> **The task**
Please rewrite the records below, swapping "every instance" for "each instance" everywhere it occurs and leaving everything else unchanged.

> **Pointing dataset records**
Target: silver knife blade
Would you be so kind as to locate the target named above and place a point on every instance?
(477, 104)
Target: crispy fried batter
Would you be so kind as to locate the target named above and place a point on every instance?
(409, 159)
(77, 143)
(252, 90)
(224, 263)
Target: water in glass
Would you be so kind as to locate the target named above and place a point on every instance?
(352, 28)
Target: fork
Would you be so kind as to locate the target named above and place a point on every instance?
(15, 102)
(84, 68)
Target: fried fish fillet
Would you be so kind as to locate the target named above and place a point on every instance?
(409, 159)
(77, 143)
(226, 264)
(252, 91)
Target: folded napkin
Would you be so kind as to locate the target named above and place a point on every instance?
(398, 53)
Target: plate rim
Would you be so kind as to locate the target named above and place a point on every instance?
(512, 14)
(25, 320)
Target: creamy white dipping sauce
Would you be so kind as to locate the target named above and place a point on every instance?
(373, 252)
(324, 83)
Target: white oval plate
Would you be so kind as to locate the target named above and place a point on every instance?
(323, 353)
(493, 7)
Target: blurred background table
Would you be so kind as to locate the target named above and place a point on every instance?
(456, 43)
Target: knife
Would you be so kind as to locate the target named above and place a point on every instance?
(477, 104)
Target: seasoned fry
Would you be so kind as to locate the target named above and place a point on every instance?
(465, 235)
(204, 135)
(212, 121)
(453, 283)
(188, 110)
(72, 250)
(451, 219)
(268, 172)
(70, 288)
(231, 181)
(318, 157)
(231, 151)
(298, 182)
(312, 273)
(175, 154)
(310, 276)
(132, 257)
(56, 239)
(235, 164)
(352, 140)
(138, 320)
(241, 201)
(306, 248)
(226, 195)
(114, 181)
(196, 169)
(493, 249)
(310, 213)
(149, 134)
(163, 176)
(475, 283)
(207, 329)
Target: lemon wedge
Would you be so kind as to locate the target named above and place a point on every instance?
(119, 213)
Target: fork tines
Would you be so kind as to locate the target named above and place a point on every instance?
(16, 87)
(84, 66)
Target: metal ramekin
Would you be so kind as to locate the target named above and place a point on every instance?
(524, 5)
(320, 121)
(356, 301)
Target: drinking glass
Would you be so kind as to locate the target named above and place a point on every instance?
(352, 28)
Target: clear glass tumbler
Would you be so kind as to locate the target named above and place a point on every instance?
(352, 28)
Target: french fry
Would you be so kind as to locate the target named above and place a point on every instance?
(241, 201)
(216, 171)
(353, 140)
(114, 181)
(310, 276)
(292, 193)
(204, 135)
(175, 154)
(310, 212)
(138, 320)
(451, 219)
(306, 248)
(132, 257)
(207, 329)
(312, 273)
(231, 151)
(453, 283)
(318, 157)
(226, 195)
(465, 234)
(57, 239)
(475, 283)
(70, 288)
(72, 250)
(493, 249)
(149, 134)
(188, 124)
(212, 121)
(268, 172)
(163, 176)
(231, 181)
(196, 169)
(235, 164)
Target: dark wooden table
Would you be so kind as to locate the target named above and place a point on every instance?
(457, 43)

> **Task output**
Target: silver knife blade
Would you be so kind as to locate the target named above and place a point on each instance?
(477, 104)
Target: crispy fried batter
Would you be so kind as to locate the target named above and place a point on each instance?
(409, 159)
(77, 143)
(252, 90)
(224, 263)
Target: water in glass
Would you be so kind as to locate the target named above and place a point on each instance?
(352, 28)
Target: fork
Would you be so kind as to locate the target named above and place a point on each instance?
(15, 102)
(84, 68)
Target: fried fish fillet
Would you be so kind as to locate the target named above and place a point on each instance?
(409, 159)
(77, 143)
(226, 264)
(252, 91)
Target: folded napkin
Would you be so kind as to locate the target named above and place a point on each instance?
(398, 53)
Target: plate rim
Would you be so kind as to locate the target named above and place a point on each instance?
(512, 14)
(25, 320)
Target: creamy white dipping sauce
Would you be so kind as to locate the target named above and place a point on each instance?
(373, 252)
(324, 83)
Target: white oval plate
Would you be so kind as to locate the target named above and place a point on each instance?
(323, 353)
(493, 7)
Target: blurred background table
Would you be so kind as to locate the target named above and place a point on each instance?
(456, 43)
Target: knife
Would you be so kind as to locate the target named above and place a point on each instance?
(477, 104)
Target: seasoned fry
Would you be so kind as to locate the target named above and place a point on each instance?
(465, 235)
(204, 135)
(212, 121)
(453, 283)
(188, 110)
(72, 250)
(451, 219)
(268, 172)
(70, 288)
(231, 181)
(318, 157)
(231, 151)
(298, 182)
(312, 273)
(175, 154)
(310, 276)
(132, 257)
(56, 239)
(235, 164)
(352, 140)
(138, 320)
(241, 201)
(306, 248)
(226, 195)
(114, 181)
(196, 169)
(493, 249)
(310, 213)
(149, 134)
(163, 176)
(475, 283)
(207, 329)
Target: lemon wedge
Would you be so kind as to locate the target named above and place a point on each instance?
(119, 213)
Target: fork tines
Would you be so kind as to locate the target named above and place a point on each instance?
(16, 87)
(84, 66)
Target: metal ramekin
Would you be so kind as to locate the target named above and place a point on each instance?
(524, 5)
(320, 121)
(356, 301)
Target: drinking glass
Would you be so kind as to locate the target named above and place a point on each instance?
(352, 28)
Target: clear glass tumbler
Would you be so kind as to locate the target named above and place a point on each instance?
(352, 28)
Target: french fry
Would you be so kind as to locate the target named above and place a point on each instance?
(241, 201)
(216, 171)
(353, 140)
(114, 181)
(310, 276)
(292, 193)
(204, 135)
(175, 154)
(310, 212)
(138, 320)
(451, 219)
(306, 248)
(132, 257)
(207, 329)
(312, 273)
(231, 151)
(453, 283)
(318, 157)
(226, 195)
(465, 234)
(57, 239)
(475, 283)
(70, 288)
(72, 250)
(493, 249)
(149, 134)
(188, 124)
(212, 121)
(268, 172)
(163, 176)
(231, 181)
(196, 169)
(235, 164)
Target: dark wooden table
Would you be so kind as to locate the target named above and place a point on each instance?
(457, 43)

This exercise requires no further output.